RECORDS TO USE:
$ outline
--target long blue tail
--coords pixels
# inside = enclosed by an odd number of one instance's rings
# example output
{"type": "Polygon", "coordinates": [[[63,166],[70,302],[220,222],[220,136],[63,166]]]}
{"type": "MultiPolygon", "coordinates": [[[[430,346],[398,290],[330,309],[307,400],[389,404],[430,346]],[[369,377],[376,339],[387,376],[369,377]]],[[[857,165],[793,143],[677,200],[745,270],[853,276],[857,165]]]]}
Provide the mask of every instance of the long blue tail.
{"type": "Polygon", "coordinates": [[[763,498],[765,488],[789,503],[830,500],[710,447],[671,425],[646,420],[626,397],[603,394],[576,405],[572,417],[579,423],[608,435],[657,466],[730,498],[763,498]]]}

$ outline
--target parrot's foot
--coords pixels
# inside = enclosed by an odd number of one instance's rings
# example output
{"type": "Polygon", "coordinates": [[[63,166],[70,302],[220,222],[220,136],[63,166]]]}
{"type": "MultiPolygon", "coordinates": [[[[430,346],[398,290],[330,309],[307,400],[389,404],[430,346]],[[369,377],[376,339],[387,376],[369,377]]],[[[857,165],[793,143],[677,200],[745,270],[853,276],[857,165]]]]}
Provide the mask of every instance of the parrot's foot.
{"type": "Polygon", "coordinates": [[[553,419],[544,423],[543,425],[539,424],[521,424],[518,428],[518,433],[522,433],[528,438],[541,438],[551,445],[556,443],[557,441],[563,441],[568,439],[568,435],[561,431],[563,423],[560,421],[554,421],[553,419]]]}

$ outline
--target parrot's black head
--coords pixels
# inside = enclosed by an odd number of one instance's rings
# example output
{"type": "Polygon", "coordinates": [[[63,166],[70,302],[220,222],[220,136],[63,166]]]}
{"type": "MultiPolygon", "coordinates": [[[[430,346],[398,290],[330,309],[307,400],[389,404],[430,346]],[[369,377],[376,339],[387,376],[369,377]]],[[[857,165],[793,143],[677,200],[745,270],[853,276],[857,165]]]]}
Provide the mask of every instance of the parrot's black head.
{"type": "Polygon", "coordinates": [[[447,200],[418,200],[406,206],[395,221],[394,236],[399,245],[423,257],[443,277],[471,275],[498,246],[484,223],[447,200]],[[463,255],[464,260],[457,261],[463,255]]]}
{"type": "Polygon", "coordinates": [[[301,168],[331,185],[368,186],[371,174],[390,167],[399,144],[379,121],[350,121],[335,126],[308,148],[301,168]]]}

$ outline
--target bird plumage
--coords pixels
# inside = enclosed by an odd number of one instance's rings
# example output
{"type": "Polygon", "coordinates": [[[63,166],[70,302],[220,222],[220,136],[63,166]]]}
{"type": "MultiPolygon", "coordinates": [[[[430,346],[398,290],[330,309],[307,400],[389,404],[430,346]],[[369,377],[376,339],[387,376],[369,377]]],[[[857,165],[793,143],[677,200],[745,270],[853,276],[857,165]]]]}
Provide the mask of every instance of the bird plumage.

GOAL: Render each line of the material above as a Markdown table with the columns Row and Material line, numbering the rows in order and omitting blank lines.

ANSWER TO THIS EXERCISE:
| Row | Material line |
|---|---|
| 1 | $ outline |
| 2 | --target long blue tail |
| 3 | --coords pixels |
| 4 | # inside = enclosed by an odd number of one instance's rings |
| 5 | # example output |
| 6 | {"type": "Polygon", "coordinates": [[[63,166],[70,302],[220,222],[220,136],[63,166]]]} |
| 7 | {"type": "MultiPolygon", "coordinates": [[[[430,346],[398,290],[330,309],[307,400],[389,404],[430,346]],[[369,377],[376,339],[387,376],[369,377]]],[[[857,165],[793,143],[677,200],[745,270],[853,276],[857,165]]]]} |
| 8 | Provide the mask of every instance of the long blue tail. |
| 9 | {"type": "Polygon", "coordinates": [[[763,498],[765,488],[789,503],[830,500],[710,447],[671,425],[646,420],[626,397],[603,394],[576,405],[572,417],[579,423],[608,435],[657,466],[730,498],[763,498]]]} |
| 10 | $ outline |
| 11 | --target parrot's foot |
| 12 | --coords pixels |
| 13 | # inside = enclosed by an odd number of one instance's rings |
| 14 | # example output |
| 15 | {"type": "Polygon", "coordinates": [[[63,166],[70,302],[220,222],[220,136],[63,166]]]} |
| 16 | {"type": "MultiPolygon", "coordinates": [[[[430,346],[398,290],[330,309],[307,400],[389,404],[430,346]],[[369,377],[376,339],[387,376],[369,377]]],[[[857,165],[793,143],[677,200],[745,270],[853,276],[857,165]]]]} |
| 17 | Provide the mask of every instance of the parrot's foot. |
| 18 | {"type": "Polygon", "coordinates": [[[553,419],[544,423],[543,425],[539,424],[521,424],[518,428],[518,433],[522,433],[528,438],[541,438],[551,445],[556,443],[557,441],[563,441],[568,439],[568,435],[561,431],[563,423],[560,421],[554,421],[553,419]]]} |
| 19 | $ outline |
| 20 | --target parrot's black head |
| 21 | --coords pixels |
| 22 | # inside = enclosed by an odd number of one instance's rings |
| 23 | # example output |
| 24 | {"type": "Polygon", "coordinates": [[[63,166],[70,302],[220,222],[220,136],[63,166]]]} |
| 25 | {"type": "MultiPolygon", "coordinates": [[[[430,346],[398,290],[330,309],[307,400],[389,404],[430,346]],[[369,377],[376,339],[387,376],[369,377]]],[[[857,165],[793,143],[677,200],[745,270],[853,276],[857,165]]]]} |
| 26 | Provide the mask of every instance of the parrot's black head. |
| 27 | {"type": "Polygon", "coordinates": [[[447,200],[418,200],[406,206],[395,221],[394,236],[399,245],[423,257],[443,277],[471,275],[498,246],[484,223],[447,200]],[[463,255],[464,260],[457,261],[463,255]]]} |
| 28 | {"type": "Polygon", "coordinates": [[[301,168],[331,185],[368,186],[371,174],[390,167],[399,144],[379,121],[350,121],[335,126],[308,148],[301,168]]]} |
| 29 | $ outline |
| 30 | --target bird plumage |
| 31 | --coords pixels |
| 32 | # inside = enclosed by an odd number of one instance's rings |
| 33 | # example output |
| 34 | {"type": "Polygon", "coordinates": [[[63,166],[70,302],[220,222],[220,136],[63,166]]]} |
| 35 | {"type": "MultiPolygon", "coordinates": [[[[430,346],[398,290],[330,309],[307,400],[389,404],[430,346]],[[369,377],[376,339],[387,376],[369,377]]],[[[857,165],[793,143],[677,200],[745,270],[853,276],[857,165]]]]} |
| 36 | Provide the mask of every instance of the bird plumage. |